Rohan Jayasekera රොහාන් ජයසේකර

Personal information
- Full name: Rohan Stanley Amarasiriwardene Jayasekera
- Born: 7 December 1957 (age 68) Colombo, Sri Lanka
- Batting: Right-handed
- Role: Wicket-keeper
- Relations: Shantha Jayasekera (brother)

International information
- National sides: Sri Lanka (1982); Canada;
- Only Test (cap 13): 22 March 1982 Sri Lanka v Pakistan
- ODI debut (cap 21): 13 February 1982 Sri Lanka v England
- Last ODI: 12 March 1982 Sri Lanka v Pakistan

Career statistics
| Competition | Test | ODI | FC | LA |
| Matches | 1 | 2 | 8 | 4 |
| Runs scored | 2 | 17 | 356 | 44 |
| Batting average | 1.00 | 17.00 | 29.66 | 22.00 |
| 100s/50s | 0/0 | 0/0 | 0/3 | 0/0 |
| Top score | 2 | 17 | 79* | 27 |
| Catches/stumpings | 0/0 | 0/0 | 6/2 | 1/1 |
- Source: Cricinfo, 31 January 2016

= Rohan Jayasekera (cricketer) =

Canadian cricketer

Rohan Stanley Amarasiriwardene Jayasekera (born 7 December 1957), or Rohan Jayasekera, is a former Sri Lankan cricketer who represented Sri Lanka in one Test match and two One Day Internationals, and Canada in four ICC Trophy matches.

### Provided information

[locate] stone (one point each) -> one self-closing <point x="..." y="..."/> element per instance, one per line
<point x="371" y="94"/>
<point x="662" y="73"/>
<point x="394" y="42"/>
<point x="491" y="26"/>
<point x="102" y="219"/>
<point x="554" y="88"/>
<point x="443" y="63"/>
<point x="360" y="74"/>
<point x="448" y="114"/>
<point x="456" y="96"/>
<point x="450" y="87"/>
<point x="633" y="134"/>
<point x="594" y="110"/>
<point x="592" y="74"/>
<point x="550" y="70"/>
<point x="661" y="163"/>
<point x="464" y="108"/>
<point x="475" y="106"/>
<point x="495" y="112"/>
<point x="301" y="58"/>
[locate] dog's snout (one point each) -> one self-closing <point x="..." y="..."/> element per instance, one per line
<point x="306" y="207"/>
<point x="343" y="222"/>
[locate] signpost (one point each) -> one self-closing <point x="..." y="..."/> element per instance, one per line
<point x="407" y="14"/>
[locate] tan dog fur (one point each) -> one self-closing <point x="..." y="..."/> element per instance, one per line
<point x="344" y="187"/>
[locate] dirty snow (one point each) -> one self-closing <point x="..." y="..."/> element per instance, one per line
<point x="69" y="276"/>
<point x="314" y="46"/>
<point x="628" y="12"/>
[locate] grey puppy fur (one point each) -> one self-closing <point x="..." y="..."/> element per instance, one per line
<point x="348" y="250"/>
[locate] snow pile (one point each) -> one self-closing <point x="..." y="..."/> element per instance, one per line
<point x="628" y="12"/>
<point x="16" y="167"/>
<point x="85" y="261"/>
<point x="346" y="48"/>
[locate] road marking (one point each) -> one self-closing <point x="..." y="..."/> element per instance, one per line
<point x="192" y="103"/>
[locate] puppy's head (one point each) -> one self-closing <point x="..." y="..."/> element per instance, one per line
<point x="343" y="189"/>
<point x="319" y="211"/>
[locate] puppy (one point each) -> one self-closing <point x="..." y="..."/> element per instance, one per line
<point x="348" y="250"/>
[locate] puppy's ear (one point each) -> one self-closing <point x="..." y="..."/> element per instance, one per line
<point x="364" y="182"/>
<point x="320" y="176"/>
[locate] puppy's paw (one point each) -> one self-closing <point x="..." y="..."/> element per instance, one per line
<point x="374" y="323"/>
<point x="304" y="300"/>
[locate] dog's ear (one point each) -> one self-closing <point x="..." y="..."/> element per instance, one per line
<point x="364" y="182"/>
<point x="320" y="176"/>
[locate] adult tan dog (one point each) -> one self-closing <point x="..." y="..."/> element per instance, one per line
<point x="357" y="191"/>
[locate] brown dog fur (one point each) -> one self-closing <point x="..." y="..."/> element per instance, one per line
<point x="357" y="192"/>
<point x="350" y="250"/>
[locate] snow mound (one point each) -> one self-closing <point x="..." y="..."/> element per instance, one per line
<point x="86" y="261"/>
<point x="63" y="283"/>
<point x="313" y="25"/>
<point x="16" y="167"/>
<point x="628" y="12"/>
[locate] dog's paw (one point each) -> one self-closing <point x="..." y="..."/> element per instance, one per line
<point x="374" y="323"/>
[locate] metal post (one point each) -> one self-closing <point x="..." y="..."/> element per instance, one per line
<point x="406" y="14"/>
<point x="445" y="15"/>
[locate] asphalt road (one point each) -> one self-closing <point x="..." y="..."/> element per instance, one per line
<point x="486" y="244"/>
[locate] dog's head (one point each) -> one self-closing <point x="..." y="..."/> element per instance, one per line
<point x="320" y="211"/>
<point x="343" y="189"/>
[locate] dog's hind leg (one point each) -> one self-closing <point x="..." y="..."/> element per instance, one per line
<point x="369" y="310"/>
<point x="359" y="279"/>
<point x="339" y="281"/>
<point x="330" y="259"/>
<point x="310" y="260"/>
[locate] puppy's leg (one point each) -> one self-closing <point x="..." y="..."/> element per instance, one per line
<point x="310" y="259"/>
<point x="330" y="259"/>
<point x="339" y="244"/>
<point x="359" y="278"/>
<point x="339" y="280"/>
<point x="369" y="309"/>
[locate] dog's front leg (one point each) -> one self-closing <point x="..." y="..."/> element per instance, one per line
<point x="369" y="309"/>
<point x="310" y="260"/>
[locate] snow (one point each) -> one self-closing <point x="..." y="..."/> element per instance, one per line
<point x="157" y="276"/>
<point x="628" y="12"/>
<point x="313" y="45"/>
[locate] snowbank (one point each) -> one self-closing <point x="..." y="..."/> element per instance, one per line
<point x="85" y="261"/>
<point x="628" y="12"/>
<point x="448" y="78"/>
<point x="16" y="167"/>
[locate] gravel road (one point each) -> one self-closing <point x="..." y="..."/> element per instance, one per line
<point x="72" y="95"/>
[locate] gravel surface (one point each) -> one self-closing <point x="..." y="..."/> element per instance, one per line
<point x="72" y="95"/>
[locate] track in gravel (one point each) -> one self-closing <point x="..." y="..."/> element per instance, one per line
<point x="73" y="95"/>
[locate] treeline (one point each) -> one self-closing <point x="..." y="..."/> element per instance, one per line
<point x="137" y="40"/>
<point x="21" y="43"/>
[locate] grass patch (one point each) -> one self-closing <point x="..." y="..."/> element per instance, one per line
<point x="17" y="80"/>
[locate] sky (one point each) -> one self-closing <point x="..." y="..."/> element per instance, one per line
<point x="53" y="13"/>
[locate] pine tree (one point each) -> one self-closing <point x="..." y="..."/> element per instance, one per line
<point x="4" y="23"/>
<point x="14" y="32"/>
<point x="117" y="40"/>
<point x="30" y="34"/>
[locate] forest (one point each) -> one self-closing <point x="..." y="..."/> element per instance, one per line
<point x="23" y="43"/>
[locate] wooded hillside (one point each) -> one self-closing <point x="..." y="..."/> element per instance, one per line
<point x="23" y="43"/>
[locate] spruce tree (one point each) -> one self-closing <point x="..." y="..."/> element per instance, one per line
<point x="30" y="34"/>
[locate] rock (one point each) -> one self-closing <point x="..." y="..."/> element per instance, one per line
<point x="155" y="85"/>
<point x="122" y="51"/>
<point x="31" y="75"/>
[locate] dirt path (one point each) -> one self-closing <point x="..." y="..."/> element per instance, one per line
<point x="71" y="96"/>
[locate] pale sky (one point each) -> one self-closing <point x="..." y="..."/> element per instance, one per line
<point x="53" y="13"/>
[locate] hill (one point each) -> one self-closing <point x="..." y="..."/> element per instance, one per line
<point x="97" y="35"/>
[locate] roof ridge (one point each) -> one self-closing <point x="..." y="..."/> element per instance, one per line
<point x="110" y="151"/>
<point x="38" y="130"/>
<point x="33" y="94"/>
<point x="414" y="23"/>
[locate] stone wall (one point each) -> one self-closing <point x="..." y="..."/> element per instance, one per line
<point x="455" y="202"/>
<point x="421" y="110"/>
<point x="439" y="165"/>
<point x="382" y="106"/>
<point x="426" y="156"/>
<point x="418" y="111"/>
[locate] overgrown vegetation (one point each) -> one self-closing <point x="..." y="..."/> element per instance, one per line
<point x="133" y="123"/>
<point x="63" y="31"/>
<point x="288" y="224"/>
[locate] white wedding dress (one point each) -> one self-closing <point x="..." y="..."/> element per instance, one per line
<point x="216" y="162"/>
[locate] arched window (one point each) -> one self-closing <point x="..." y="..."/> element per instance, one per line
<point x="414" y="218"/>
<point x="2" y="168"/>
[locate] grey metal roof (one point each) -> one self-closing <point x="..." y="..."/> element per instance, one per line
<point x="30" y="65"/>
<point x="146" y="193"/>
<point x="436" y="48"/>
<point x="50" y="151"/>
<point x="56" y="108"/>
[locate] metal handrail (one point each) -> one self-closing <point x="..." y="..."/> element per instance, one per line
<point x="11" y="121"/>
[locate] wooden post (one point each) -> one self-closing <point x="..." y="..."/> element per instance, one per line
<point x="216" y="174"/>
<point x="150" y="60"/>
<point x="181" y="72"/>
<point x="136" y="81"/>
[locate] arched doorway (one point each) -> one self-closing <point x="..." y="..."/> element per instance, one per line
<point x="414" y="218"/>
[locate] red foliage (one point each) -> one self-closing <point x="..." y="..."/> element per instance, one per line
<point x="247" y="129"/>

### Set exercise
Print the whole Rohan Jayasekera profile again, word for word.

### Solution for this task
Rohan Jayasekera රොහාන් ජයසේකර

Personal information
- Full name: Rohan Stanley Amarasiriwardene Jayasekera
- Born: 7 December 1957 (age 68) Colombo, Sri Lanka
- Batting: Right-handed
- Role: Wicket-keeper
- Relations: Shantha Jayasekera (brother)

International information
- National sides: Sri Lanka (1982); Canada;
- Only Test (cap 13): 22 March 1982 Sri Lanka v Pakistan
- ODI debut (cap 21): 13 February 1982 Sri Lanka v England
- Last ODI: 12 March 1982 Sri Lanka v Pakistan

Career statistics
| Competition | Test | ODI | FC | LA |
| Matches | 1 | 2 | 8 | 4 |
| Runs scored | 2 | 17 | 356 | 44 |
| Batting average | 1.00 | 17.00 | 29.66 | 22.00 |
| 100s/50s | 0/0 | 0/0 | 0/3 | 0/0 |
| Top score | 2 | 17 | 79* | 27 |
| Catches/stumpings | 0/0 | 0/0 | 6/2 | 1/1 |
- Source: Cricinfo, 31 January 2016

= Rohan Jayasekera (cricketer) =

Canadian cricketer

Rohan Stanley Amarasiriwardene Jayasekera (born 7 December 1957), or Rohan Jayasekera, is a former Sri Lankan cricketer who represented Sri Lanka in one Test match and two One Day Internationals, and Canada in four ICC Trophy matches.